Copy the records below, changing every "dome spire" to "church spire" and leaving everything else as it is.
════════════════════
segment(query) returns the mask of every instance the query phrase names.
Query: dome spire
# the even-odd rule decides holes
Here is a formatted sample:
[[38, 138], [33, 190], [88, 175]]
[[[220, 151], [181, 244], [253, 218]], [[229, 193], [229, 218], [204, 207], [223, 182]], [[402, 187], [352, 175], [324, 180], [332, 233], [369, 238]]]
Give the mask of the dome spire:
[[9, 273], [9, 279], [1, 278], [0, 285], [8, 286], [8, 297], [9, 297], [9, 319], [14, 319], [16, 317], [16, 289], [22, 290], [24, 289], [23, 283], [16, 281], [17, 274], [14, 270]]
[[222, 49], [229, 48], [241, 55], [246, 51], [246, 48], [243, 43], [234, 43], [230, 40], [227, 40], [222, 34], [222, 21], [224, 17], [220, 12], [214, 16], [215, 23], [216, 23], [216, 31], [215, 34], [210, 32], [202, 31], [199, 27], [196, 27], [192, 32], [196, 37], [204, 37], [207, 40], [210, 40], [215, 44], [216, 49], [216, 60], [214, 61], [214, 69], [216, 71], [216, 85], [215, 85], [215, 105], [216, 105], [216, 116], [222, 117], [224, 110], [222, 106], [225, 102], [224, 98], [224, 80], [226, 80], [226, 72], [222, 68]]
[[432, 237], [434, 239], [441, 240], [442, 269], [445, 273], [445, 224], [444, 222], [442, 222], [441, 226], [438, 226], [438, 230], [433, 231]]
════════════════════
§ Task answer
segment(query) returns the mask of every instance the query phrase names.
Query: church spire
# the even-odd rule decides holes
Here is a formatted sample:
[[38, 138], [33, 190], [88, 175]]
[[[220, 151], [181, 244], [253, 218]], [[229, 193], [229, 218], [204, 207], [223, 182]], [[402, 187], [352, 175], [324, 180], [332, 233], [369, 238]]]
Give the mask of the church spire:
[[9, 273], [9, 279], [1, 278], [0, 285], [8, 286], [8, 297], [9, 297], [9, 319], [14, 319], [16, 317], [16, 289], [22, 290], [24, 289], [23, 283], [16, 281], [17, 274], [14, 270]]
[[222, 49], [229, 48], [241, 55], [246, 51], [246, 48], [243, 43], [234, 43], [230, 40], [227, 40], [222, 34], [222, 21], [224, 17], [220, 12], [214, 16], [215, 23], [216, 23], [216, 31], [215, 34], [210, 32], [202, 31], [199, 27], [196, 27], [192, 32], [196, 37], [204, 37], [207, 40], [210, 40], [215, 44], [216, 49], [216, 60], [214, 61], [214, 69], [216, 71], [216, 85], [215, 85], [215, 105], [216, 105], [216, 116], [222, 117], [224, 110], [222, 106], [225, 102], [224, 98], [224, 80], [226, 80], [226, 72], [222, 68]]
[[432, 237], [434, 239], [441, 240], [442, 269], [445, 273], [445, 224], [444, 222], [442, 222], [441, 226], [438, 226], [438, 230], [433, 231]]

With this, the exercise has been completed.